Task instructions:
Your reply should be one number: how many lines of the material contain the word "segment".

(Extracted data Opens)

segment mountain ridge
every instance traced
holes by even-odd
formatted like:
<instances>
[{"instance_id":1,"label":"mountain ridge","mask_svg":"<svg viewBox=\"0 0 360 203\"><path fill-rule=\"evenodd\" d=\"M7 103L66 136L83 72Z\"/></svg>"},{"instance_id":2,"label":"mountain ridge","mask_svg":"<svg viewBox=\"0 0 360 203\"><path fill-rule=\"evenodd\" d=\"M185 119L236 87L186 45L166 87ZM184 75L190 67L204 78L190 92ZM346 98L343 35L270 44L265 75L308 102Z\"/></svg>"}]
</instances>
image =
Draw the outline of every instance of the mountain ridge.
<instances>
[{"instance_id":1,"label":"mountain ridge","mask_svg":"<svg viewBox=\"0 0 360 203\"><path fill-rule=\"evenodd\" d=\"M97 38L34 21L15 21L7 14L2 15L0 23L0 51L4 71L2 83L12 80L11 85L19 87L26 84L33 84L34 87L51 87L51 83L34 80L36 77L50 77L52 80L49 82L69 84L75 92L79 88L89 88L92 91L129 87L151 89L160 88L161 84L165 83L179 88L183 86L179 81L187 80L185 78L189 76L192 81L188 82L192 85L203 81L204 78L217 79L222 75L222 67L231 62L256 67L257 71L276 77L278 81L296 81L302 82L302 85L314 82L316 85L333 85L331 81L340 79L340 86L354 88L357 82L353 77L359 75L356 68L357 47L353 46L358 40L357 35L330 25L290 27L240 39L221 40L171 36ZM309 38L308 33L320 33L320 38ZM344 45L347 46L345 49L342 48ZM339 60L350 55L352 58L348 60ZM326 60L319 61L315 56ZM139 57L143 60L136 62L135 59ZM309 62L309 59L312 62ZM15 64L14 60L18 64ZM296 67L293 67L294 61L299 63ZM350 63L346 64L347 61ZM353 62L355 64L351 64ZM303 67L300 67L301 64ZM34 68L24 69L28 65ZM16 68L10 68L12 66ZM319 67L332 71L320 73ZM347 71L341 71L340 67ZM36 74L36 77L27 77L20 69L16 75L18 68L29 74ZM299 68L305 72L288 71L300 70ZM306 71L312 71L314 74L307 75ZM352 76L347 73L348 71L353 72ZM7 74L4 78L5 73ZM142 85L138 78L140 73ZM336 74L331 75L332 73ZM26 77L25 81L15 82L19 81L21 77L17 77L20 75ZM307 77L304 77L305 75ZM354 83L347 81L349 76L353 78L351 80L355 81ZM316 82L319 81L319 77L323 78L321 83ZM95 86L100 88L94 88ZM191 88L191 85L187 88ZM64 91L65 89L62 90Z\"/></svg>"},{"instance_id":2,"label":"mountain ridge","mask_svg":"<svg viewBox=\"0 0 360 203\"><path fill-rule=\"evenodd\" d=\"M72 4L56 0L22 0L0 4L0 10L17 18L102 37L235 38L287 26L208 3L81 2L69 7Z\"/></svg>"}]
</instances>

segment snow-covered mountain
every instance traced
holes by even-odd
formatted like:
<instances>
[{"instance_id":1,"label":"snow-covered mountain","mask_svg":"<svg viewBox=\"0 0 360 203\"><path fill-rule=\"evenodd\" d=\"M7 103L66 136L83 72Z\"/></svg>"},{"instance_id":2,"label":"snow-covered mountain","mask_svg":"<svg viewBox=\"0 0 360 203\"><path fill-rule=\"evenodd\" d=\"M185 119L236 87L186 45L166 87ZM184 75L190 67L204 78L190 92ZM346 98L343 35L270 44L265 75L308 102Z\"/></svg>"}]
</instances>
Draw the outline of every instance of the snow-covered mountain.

(Extracted data Closes)

Answer to this task:
2